HOW TO COMPLETE THIS TASK:
Set down the records exactly, and omit any image found in them.

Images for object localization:
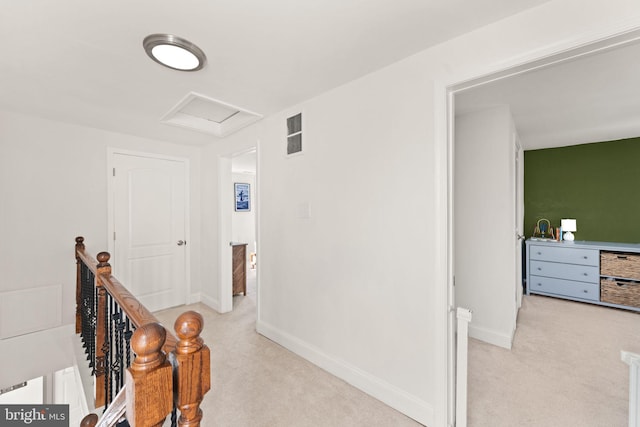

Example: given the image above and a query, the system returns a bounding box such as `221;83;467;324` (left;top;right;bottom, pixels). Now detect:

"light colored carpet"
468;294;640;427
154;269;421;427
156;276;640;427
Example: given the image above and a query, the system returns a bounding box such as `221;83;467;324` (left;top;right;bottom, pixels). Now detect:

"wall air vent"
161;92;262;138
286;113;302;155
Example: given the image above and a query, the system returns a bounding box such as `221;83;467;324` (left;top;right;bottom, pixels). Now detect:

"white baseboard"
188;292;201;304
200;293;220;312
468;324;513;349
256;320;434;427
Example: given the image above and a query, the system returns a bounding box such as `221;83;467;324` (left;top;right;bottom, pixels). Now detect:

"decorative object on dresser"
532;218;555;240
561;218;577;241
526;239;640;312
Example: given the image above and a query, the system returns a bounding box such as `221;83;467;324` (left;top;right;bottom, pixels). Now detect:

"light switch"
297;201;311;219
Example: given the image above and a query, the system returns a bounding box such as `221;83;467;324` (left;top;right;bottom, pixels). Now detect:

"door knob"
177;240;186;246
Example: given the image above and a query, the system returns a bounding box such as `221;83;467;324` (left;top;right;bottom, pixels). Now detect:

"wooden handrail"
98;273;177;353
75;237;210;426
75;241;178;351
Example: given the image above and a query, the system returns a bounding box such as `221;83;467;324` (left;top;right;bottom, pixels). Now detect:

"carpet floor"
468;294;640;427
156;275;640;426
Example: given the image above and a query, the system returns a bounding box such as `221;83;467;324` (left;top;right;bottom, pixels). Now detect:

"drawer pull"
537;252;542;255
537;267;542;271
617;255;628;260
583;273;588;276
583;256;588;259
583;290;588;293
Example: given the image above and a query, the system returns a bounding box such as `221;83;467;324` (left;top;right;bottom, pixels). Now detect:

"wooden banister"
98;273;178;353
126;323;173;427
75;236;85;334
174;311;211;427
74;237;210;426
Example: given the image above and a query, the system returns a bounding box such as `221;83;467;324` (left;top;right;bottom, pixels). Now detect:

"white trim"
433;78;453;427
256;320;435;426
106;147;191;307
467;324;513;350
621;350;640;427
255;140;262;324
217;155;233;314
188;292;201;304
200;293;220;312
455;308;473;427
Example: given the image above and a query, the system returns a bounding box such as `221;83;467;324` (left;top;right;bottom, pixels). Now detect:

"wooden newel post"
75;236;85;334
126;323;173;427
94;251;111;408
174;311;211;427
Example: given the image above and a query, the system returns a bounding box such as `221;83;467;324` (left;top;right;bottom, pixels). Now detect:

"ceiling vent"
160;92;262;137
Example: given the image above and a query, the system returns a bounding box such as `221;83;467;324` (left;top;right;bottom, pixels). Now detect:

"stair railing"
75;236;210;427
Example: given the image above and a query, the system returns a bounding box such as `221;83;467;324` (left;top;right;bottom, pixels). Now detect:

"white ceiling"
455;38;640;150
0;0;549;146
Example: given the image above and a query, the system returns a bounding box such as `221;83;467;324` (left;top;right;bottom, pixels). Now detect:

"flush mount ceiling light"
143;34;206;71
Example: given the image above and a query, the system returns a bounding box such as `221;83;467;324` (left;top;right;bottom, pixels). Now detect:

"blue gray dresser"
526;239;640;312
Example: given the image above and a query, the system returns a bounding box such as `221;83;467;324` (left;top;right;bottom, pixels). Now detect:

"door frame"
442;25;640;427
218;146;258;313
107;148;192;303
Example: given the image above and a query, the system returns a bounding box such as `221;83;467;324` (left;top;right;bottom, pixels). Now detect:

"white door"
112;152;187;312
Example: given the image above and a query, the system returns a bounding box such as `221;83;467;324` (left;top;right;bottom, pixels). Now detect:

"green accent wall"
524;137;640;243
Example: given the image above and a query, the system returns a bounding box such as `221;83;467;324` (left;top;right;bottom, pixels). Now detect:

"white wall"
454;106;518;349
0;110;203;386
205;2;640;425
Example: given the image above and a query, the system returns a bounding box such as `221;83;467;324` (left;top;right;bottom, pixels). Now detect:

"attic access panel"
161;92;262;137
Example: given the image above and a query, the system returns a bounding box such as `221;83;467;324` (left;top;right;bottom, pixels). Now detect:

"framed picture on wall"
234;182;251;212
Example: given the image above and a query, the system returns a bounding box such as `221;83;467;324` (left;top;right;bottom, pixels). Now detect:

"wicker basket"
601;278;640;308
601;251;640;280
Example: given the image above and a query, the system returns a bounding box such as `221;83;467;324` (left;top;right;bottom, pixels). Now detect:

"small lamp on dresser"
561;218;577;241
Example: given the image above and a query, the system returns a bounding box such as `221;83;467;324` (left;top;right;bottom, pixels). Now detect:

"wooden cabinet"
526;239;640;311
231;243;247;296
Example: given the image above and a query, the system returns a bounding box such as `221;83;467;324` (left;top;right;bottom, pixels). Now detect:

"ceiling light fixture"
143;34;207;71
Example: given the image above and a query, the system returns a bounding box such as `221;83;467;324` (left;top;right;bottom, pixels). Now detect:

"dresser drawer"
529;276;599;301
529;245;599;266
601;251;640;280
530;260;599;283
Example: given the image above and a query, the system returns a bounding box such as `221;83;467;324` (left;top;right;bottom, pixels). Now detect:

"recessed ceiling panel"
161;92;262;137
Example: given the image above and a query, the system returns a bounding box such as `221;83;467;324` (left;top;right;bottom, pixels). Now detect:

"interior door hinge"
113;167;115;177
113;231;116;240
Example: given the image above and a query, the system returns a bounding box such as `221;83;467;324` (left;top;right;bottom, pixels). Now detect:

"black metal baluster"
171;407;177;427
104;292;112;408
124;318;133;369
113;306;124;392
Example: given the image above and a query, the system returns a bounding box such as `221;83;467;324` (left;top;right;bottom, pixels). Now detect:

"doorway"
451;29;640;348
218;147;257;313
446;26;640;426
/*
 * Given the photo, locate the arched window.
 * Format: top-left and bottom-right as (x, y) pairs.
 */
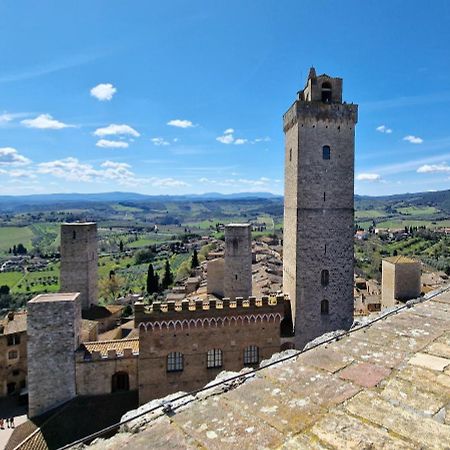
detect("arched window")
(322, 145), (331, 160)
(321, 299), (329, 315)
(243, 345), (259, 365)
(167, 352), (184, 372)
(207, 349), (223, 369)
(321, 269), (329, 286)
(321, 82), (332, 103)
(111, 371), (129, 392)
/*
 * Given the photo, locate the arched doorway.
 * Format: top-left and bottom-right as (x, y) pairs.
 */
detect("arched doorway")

TASK SOLUTION:
Example: given the image above and a query, the system returns a bounding box such as `221;83;467;324` (left;top;right;bottom, pixels). Now detect:

"light colored carpet"
468;294;640;427
154;269;421;427
156;276;640;427
Example: given the image above and a query, the system returns a bounding box such as `221;83;467;324` (left;top;right;bottom, pixels). Now detect:

"wall air vent"
161;92;262;138
286;113;302;155
Example: given the image above and a query, the system returns a bounding box such as `221;83;467;324` (left;top;right;bottom, pixels). Now detect:

"white baseboard"
188;292;201;304
200;293;220;312
468;324;513;349
256;320;434;427
Example: given the image above and a query, the system returns a bounding box such as `221;83;467;324` (left;top;right;bottom, pixels). Now detect:

"decorative object on dresser"
532;218;555;240
561;218;577;241
526;239;640;312
Example: given the image above and a query, the system returns a bounding box such as `221;83;467;324` (left;top;right;bottom, pixels). Now detect:

"light switch"
297;201;311;219
Example: given the image above and a query, the system returns a bounding box such as `221;83;467;324` (left;top;right;bottom, pixels). Now detect:

"door knob"
177;240;186;246
Example: given the image above and a query, the system returns a bounding box such as `221;83;467;324` (left;top;right;bottom, pixels). Now detect:

"wooden handrail"
98;273;177;353
75;237;210;426
75;241;178;351
Example: given the image above and a query, the system returns a bounding box such as `221;83;467;324` (left;top;right;bottom, pixels). Now detect:

"carpet floor"
468;294;640;427
156;275;640;426
Example: given the image above and a query, the system returns a bounding box such as `221;83;467;324` (left;top;right;bottom, pixels). Now detect:

"drawer pull"
537;252;542;255
537;267;542;271
617;255;628;260
583;273;588;276
583;256;588;259
583;290;588;293
Example: given the image above and a query, the system returns a bounding box such as `221;83;467;324` (left;top;right;bottom, pixels). Now detect:

"wooden banister"
98;273;178;353
126;323;173;427
75;236;85;334
174;311;211;427
74;237;210;426
Example: given the image above and a query, the system returns a bounding box such as `221;83;467;324` (left;top;right;bottom, pixels). Now detect:

"white trim"
433;78;453;427
256;320;435;426
106;147;191;307
467;324;513;350
621;350;640;427
255;140;262;324
217;155;233;314
188;292;201;304
200;293;220;312
455;308;473;427
Example: given the image above and a query, the system returns a bounding box such as `221;83;467;324` (left;top;right;bottom, pixels). Now detect:

"wooden newel post"
75;236;85;334
126;323;173;427
94;251;111;408
174;311;211;427
Example: given the image above and a query, the system returns a bounding box such as `221;83;467;324` (left;top;right;bottom, pixels). Now detect:

"ceiling vent"
160;92;262;137
Example: given the image above and a query, the system returns a bounding box such as `221;83;467;324` (left;top;right;bottom, pixels). Now detect:

"stair railing"
75;236;210;427
Example: given the image above and a query, the system returns a bounding box such as `221;83;467;324` (left;top;right;bottom, pixels). Now detect:

"white ceiling"
455;38;640;150
0;0;549;146
Example: given the image above and a query, the system returns a bounding box such as `221;83;467;324` (left;top;right;bottom, pixels). Now detect:

"flush mount ceiling light"
143;34;206;71
Example: given the image above and a query, the system returns a bounding box such as `221;83;467;324` (left;top;right;bottom, pixels). Now detect:

"blue gray dresser"
526;239;640;312
Example: given the image above and a query, the system returns a bounding box such as `221;83;467;324` (left;top;right;bottom, pixels). Now detect:

"door frame"
442;25;640;427
218;146;258;313
107;148;192;303
Example: given the image above and a query, the system returns a bounding box such as `221;83;467;324` (left;top;right;bottom, pixels). Now detect:

"white door"
112;152;187;312
Example: given the image above and a query, the system returns a bounding box such as `221;83;467;324` (left;top;right;bottom, pixels). Now detect:

"green accent wall"
524;137;640;243
Example: given the image above and a query, the system returns a bounding box such as `221;83;467;324` (left;top;right;bottom, pixels). Now detect:

"white wall"
454;106;518;349
0;110;203;386
205;2;640;425
Example: given the image above and a query, the system returns a bounding box such as `221;83;467;324` (left;top;right;bottom, pixels). Now detect:

"attic access panel"
161;92;262;137
Example: given the image above and a query, the system returns a bounding box such as `221;83;467;324` (left;top;right;bottom, pixels). Now detect:

"framed picture on wall"
234;182;251;212
Example: given the image above and a query, the system returns a bounding box such as `221;83;467;324` (left;top;right;bottom, pixels). Now detect:

"wicker basket"
601;278;640;308
601;251;640;280
Example: given the image above and a query, the system returns a bounding box such as `221;83;467;324` (left;top;right;bottom, pixels). Now detect:

"small lamp on dresser"
561;218;577;241
Example: given the image above and a query, the system returns a bounding box such as `221;83;467;324` (left;top;right;bottom, pixels). Now detect:

"wooden cabinet"
526;239;640;311
231;243;247;296
Example: given the image above and a query, the system returns a bounding box such as `221;83;467;324` (left;top;right;bottom, pixels). Now detect:

"ceiling light fixture"
143;34;207;71
Example: given the image above and a query, the system returns a bounding box such as `221;83;467;324` (left;top;right;bottom, pixels). Now detect:

"dresser drawer"
529;276;599;301
529;245;599;266
601;251;640;280
530;260;599;283
Example: given the image above and a query, the system returns a bounding box such as `221;83;467;324` (left;top;right;bottom, pixels). Now detect:

"recessed ceiling panel"
161;92;262;137
Example: given the image above and a query, the system returns a bounding box such as `221;83;467;324` (left;top;right;bottom, pixels). Now detect:

"interior door hinge"
113;167;115;177
113;231;116;240
Example: given the image above and a query, the system returns a bounding box such as `221;83;467;324` (left;top;right;bottom, pixels). Now detect:

"black metal baluster"
171;407;177;427
104;292;112;408
124;318;133;369
113;306;124;392
Example: given the image above and a query, the system returns a bounding box such as `221;83;467;324` (left;top;right;bottom, pixels). Now detect:

"doorway"
451;29;640;348
218;147;257;313
446;26;640;426
/*
 * Given the photo, locate the arched window.
 * Format: top-left and bottom-right as (x, y) pairs.
 */
detect("arched window")
(322, 145), (331, 160)
(321, 299), (329, 315)
(243, 345), (259, 365)
(167, 352), (184, 372)
(207, 349), (223, 369)
(321, 269), (329, 286)
(321, 82), (332, 103)
(111, 371), (129, 392)
/*
 * Given the photo, locate the arched doorway.
 * Format: top-left and bottom-right as (x, y) pairs.
 */
detect("arched doorway")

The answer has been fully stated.